** DOCUMENT EXCERPT follows **

By William Federer
Rome fell Sept. 4, 476.
In the centuries preceding, Rome was overrun with immigrants: Visigoths, Franks, Anglos, Saxons, Ostrogoths, Burgundians, Lombards and Vandals. They first assimilated, many working as servants, but then came so fast they did not learn the Latin language.
Worldwide military conflicts strained the highly trained Roman legions.
Rome had centuries-old government bureaucracies.
Rome had a trade deficit, having outsourced its grain production to North Africa. When Vandals finished “vandalizing” the Roman Empire, they crossed the Strait of Gibraltar and captured the grain fields of North Africa, cutting off Rome’s resources.
Attila the Hun, called the “Scourge of God,” committed terrorist attacks. Callinicus wrote in the “Life of Saint Hypatius” (c. A.D. 450):
“The Huns … became so great that more than a hundred cities were captured. … So many murders and blood-lettings that the dead could not be numbered. Ay, for they took captive the churches and monasteries and slew the monks and maidens in great numbers.”
Exorbitant taxes were needed to fund Rome’s military campaigns and welfare programs.
The entire city of Rome was on welfare with citizens given free bread. One Roman commented: “Those who live at the expense of the public funds are more numerous than those who provide them.” Tax collectors were “more terrible than the enemy.”
Demanding “bread and circuses,” Romans distracted themselves with violent entertainment of gladiators in the Coliseum.
There was exposure of unwanted infants, infidelity, sexual immorality continuing from the times of Pompeii and homosexuality in Roman bath houses and gymnasiums (“gymn” is the Greek word for naked).
Time-Life’s “Great Ages of Man: Barbarian Europe, “1968, states: ” … in the causal brutality of its public spectacles, in a rampant immorality that even Christianity could not check.”
Fifth-century historian Salvian wrote:
“The Goths lie, but are chaste; the Franks lie, but are generous; the Saxons are savage in cruelty … but are admirable in chastity. … What hope can there be for the Romans when the barbarians are more pure than they?”
“O Roman people … be ashamed of your lives. Almost no cities are free of evil dens. … Let nobody think otherwise. The vices of our bad lives have alone conquered us.”

** End of DOCUMENT EXCERPT **

TASK ITEM A
Answer these questions from the article on the fall of Rome:
(i) On what date does it say Rome fell?
(ii) To which region had Rome outsourced its grain production?
(iii) What does the Greek word "gymn" mean?
TASK ITEM B
Return everything in the article on the fall of Rome from "Rome had centuries-old" down to "and welfare programs.", copied word for word.

** DATASET RECORDS follows **

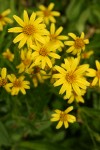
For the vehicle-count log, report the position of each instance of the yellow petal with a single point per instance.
(97, 64)
(52, 28)
(69, 109)
(18, 38)
(59, 30)
(66, 124)
(72, 35)
(51, 6)
(60, 123)
(25, 16)
(19, 21)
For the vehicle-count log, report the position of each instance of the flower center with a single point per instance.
(98, 74)
(46, 13)
(43, 51)
(36, 69)
(3, 82)
(79, 43)
(29, 30)
(27, 62)
(1, 17)
(17, 83)
(70, 77)
(63, 116)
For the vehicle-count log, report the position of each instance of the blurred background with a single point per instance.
(24, 121)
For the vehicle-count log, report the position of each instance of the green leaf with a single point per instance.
(74, 8)
(4, 137)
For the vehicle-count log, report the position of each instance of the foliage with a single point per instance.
(25, 119)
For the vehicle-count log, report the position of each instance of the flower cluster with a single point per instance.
(39, 49)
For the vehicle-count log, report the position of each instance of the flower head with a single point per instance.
(77, 45)
(4, 19)
(43, 52)
(47, 13)
(95, 73)
(18, 84)
(86, 55)
(55, 36)
(75, 97)
(26, 60)
(71, 77)
(31, 30)
(63, 117)
(4, 79)
(8, 55)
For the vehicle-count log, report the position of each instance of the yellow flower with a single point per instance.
(86, 55)
(95, 73)
(26, 60)
(31, 29)
(71, 77)
(77, 45)
(4, 79)
(18, 84)
(55, 36)
(4, 19)
(63, 117)
(47, 13)
(43, 52)
(77, 98)
(8, 55)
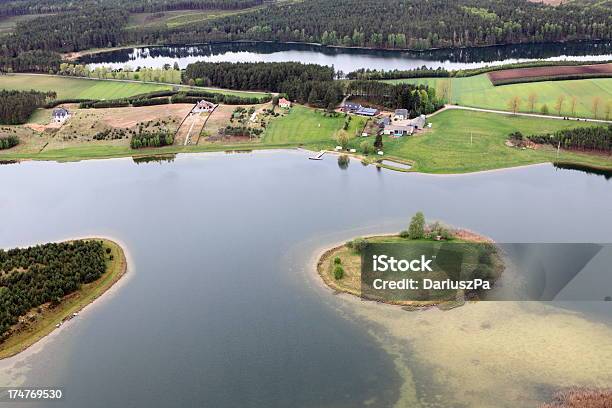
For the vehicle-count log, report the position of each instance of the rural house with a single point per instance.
(60, 115)
(419, 122)
(284, 103)
(400, 114)
(350, 107)
(396, 130)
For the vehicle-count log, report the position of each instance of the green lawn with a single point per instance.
(77, 87)
(477, 91)
(446, 147)
(307, 126)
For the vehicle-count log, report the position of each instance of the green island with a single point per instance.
(42, 295)
(340, 267)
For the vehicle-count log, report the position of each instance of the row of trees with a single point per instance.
(33, 276)
(563, 105)
(596, 138)
(266, 76)
(152, 139)
(17, 106)
(418, 99)
(420, 24)
(8, 142)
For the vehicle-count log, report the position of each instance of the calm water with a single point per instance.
(220, 308)
(348, 60)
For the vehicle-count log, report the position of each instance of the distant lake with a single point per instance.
(221, 307)
(346, 59)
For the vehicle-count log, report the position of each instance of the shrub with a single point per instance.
(359, 244)
(416, 230)
(338, 272)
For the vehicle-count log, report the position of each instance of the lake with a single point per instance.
(221, 306)
(347, 59)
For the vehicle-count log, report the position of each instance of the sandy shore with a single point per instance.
(15, 361)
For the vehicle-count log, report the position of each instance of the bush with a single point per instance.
(338, 272)
(416, 230)
(359, 244)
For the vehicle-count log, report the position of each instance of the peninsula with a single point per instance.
(41, 295)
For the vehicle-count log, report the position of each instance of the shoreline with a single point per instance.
(111, 282)
(324, 255)
(255, 148)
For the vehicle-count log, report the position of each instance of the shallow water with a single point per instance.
(222, 307)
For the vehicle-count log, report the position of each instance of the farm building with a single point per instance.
(284, 103)
(400, 114)
(363, 111)
(350, 107)
(396, 130)
(60, 115)
(419, 122)
(203, 106)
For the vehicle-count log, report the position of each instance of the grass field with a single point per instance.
(50, 317)
(477, 91)
(308, 126)
(77, 87)
(463, 141)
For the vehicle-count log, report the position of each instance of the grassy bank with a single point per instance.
(463, 142)
(47, 320)
(478, 91)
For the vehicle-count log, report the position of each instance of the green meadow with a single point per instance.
(308, 126)
(79, 88)
(463, 141)
(477, 91)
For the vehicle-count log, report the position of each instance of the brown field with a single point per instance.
(549, 72)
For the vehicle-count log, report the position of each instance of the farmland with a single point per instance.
(533, 74)
(69, 88)
(478, 144)
(478, 91)
(307, 126)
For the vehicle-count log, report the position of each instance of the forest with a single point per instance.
(263, 76)
(597, 138)
(418, 100)
(419, 24)
(17, 106)
(33, 276)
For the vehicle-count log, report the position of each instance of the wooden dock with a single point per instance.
(318, 156)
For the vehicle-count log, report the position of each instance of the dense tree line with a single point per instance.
(151, 139)
(418, 100)
(6, 142)
(597, 138)
(375, 74)
(45, 273)
(17, 106)
(266, 76)
(419, 24)
(323, 94)
(21, 7)
(66, 32)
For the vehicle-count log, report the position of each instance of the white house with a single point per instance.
(60, 115)
(400, 114)
(284, 103)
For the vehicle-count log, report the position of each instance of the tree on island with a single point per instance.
(416, 230)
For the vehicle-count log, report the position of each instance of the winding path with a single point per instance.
(533, 115)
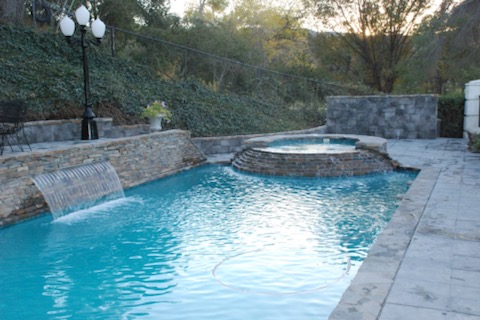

** End of DATASET RECORDS **

RESPONSE AREA A
(i) Sept. 4, 476
(ii) North Africa
(iii) Naked

RESPONSE AREA B
Rome had centuries-old government bureaucracies.
Rome had a trade deficit, having outsourced its grain production to North Africa. When Vandals finished “vandalizing” the Roman Empire, they crossed the Strait of Gibraltar and captured the grain fields of North Africa, cutting off Rome’s resources.
Attila the Hun, called the “Scourge of God,” committed terrorist attacks. Callinicus wrote in the “Life of Saint Hypatius” (c. A.D. 450):
“The Huns … became so great that more than a hundred cities were captured. … So many murders and blood-lettings that the dead could not be numbered. Ay, for they took captive the churches and monasteries and slew the monks and maidens in great numbers.”
Exorbitant taxes were needed to fund Rome’s military campaigns and welfare programs.